# Instructions
- 1) In the post about the Obamacare decision, who wrote the majority opinion?
- 2) Pick up the post about the Obamacare decision where it ends and keep writing it.

I was primed today for the Obamacare Decision. I made certain that I had no court hearings today, and my appointments were not starting until 10:00 AM. Alas my third kidney stone decided to make its appearance at 7:00 AM. By 9:00 AM I was suffering from truly memorable pain. I stayed home from the law mines and had my secretary reschedule all my appointments except the 2:00 PM which was in the nature of an emergency. Nursed by my wife, and my doctor who opened his office early for me, God bless him, I soon had in my system very strong painkillers and Flowmax. By 1:30 PM I still felt like bayonets were probing my nether regions, but duty is duty and my wife drove me to my office for the 2:00 PM appointment. By the end of it at 3:00 PM I was feeling semi-human, the pain killers and the Flowmax working their magic.
As for the Obamacare decision, a plain text copy of the decision may be read here, the majority opinion by Chief Justice Roberts is both brilliant and wrong. His exposition of how th individual mandate violates the Commerce Clause is magnificent. His transformation of the mandate into a tax was clever and wrong. The idea that something is a tax if it is used as a penalty to compel behavior is imaginative and absurd. Go here to read an examination of the decision shorn of legal gobbledygook. Lost in the hubbub over this part of the decision is that Roberts had a majority of the court rule that states could refuse to take part in the Medicaid expansion, a key part of Obamacare, and that Congress could not punish them by taking away all their Medicaid money. Go here to read an analysis of that portion of the decision.

# Information shown
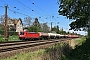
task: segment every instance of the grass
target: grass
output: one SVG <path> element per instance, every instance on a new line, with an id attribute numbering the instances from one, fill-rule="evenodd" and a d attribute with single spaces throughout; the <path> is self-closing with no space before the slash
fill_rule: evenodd
<path id="1" fill-rule="evenodd" d="M 34 58 L 38 58 L 39 56 L 41 56 L 44 53 L 44 51 L 45 50 L 40 49 L 38 51 L 29 52 L 29 53 L 21 52 L 20 54 L 17 54 L 15 56 L 3 60 L 33 60 Z"/>
<path id="2" fill-rule="evenodd" d="M 20 54 L 17 54 L 15 56 L 12 56 L 10 58 L 6 58 L 3 60 L 45 60 L 45 59 L 56 60 L 61 55 L 61 52 L 62 52 L 61 47 L 63 46 L 64 46 L 64 43 L 55 44 L 49 48 L 40 49 L 34 52 L 28 52 L 28 53 L 21 52 Z"/>
<path id="3" fill-rule="evenodd" d="M 9 36 L 8 41 L 20 41 L 17 35 Z M 0 42 L 5 42 L 4 36 L 0 36 Z"/>
<path id="4" fill-rule="evenodd" d="M 67 43 L 55 44 L 47 49 L 34 52 L 21 52 L 3 60 L 90 60 L 89 40 L 85 37 L 75 39 L 78 46 L 72 49 Z"/>

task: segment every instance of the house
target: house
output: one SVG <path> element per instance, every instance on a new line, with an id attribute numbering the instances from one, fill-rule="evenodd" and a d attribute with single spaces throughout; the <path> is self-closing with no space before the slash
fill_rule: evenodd
<path id="1" fill-rule="evenodd" d="M 19 18 L 19 19 L 8 19 L 8 27 L 9 27 L 9 30 L 13 30 L 13 31 L 16 31 L 16 32 L 20 32 L 23 30 L 23 23 L 22 23 L 22 20 Z"/>

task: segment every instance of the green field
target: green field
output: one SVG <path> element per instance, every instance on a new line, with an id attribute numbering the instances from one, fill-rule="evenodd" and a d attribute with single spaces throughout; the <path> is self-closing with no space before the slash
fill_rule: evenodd
<path id="1" fill-rule="evenodd" d="M 20 41 L 17 35 L 9 36 L 8 41 Z M 4 36 L 0 36 L 0 42 L 5 42 Z"/>

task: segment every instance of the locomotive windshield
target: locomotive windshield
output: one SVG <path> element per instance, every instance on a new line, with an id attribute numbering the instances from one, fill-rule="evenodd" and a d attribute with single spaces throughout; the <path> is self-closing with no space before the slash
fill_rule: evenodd
<path id="1" fill-rule="evenodd" d="M 24 35 L 24 32 L 20 32 L 20 35 Z"/>

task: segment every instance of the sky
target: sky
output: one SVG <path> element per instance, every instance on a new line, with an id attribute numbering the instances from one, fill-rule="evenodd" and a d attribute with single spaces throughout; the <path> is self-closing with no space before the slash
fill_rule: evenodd
<path id="1" fill-rule="evenodd" d="M 50 26 L 58 25 L 60 29 L 69 30 L 69 24 L 72 22 L 65 16 L 59 15 L 58 0 L 0 0 L 0 15 L 5 14 L 5 6 L 8 5 L 8 16 L 10 18 L 21 18 L 24 21 L 25 17 L 38 18 L 40 23 L 46 23 Z M 78 34 L 85 35 L 86 32 L 75 31 Z"/>

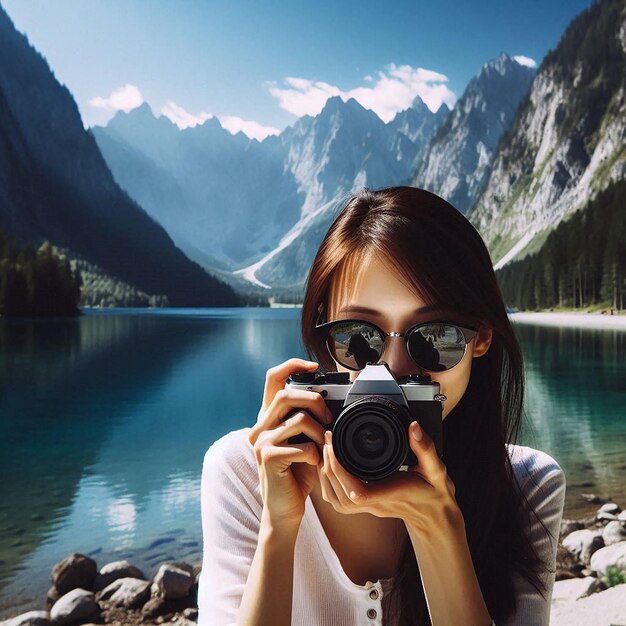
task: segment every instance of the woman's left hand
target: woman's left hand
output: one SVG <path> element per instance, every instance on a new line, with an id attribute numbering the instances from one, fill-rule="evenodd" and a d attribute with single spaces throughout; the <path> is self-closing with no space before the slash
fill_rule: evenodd
<path id="1" fill-rule="evenodd" d="M 412 436 L 413 429 L 421 435 L 419 440 Z M 381 481 L 365 483 L 339 463 L 333 451 L 331 432 L 326 431 L 324 461 L 318 466 L 324 500 L 339 513 L 395 517 L 423 528 L 430 528 L 449 518 L 451 513 L 458 513 L 454 483 L 437 455 L 433 440 L 417 422 L 409 427 L 408 439 L 418 465 Z"/>

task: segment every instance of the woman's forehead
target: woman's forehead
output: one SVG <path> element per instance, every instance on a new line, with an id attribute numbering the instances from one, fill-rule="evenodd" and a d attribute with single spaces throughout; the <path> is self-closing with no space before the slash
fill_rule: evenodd
<path id="1" fill-rule="evenodd" d="M 435 310 L 432 300 L 416 293 L 405 277 L 380 255 L 347 259 L 330 286 L 329 308 L 334 315 L 343 311 L 402 317 L 425 307 Z"/>

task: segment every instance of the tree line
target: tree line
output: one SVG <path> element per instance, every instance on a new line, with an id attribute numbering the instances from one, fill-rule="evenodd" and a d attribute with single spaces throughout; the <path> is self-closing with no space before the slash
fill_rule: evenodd
<path id="1" fill-rule="evenodd" d="M 0 315 L 77 315 L 80 288 L 80 272 L 49 242 L 22 247 L 0 229 Z"/>
<path id="2" fill-rule="evenodd" d="M 541 250 L 496 271 L 508 306 L 524 310 L 626 304 L 626 181 L 561 222 Z"/>

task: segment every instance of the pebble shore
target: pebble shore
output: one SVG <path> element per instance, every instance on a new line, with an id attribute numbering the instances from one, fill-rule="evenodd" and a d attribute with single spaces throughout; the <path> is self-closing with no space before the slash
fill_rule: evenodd
<path id="1" fill-rule="evenodd" d="M 561 522 L 551 626 L 626 626 L 626 511 L 613 501 L 584 494 L 598 506 L 589 517 Z M 73 553 L 57 563 L 40 607 L 0 621 L 0 626 L 57 624 L 192 626 L 198 617 L 200 565 L 162 563 L 152 577 L 127 560 L 98 568 Z"/>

# Answers for this exercise
- 1) Chief Justice Roberts

- 2)
The dissent of Kennedy, Scalia, Alito and Thomas is also brilliant and correct. Here is there response to Robert’s transformation of a penalty into a tax:
Our cases establish a clear line between a tax and a penalty: “‘[A] tax is an enforced contribution to provide for the support of government; a penalty . . . is an exaction imposed by statute as punishment for an unlawful act.’”United States v.Reorganized CF&I Fabricators of Utah,Inc, 518 U. S. 213, 224 (1996) (quoting United States v.LaFranca, 282 U. S. 568, 572 (1931)). In a few cases, this Court has held that a “tax” imposed upon private conduct was so onerous as to be in effect a penalty. But we have never held—never—that a penalty imposed for violation of the law was so trivial as to be in effect a tax.
I am curious as to whether the dissent was originally a majority opinion. Did Roberts flip sides and why? We will find out in due course, but that may be years down the road.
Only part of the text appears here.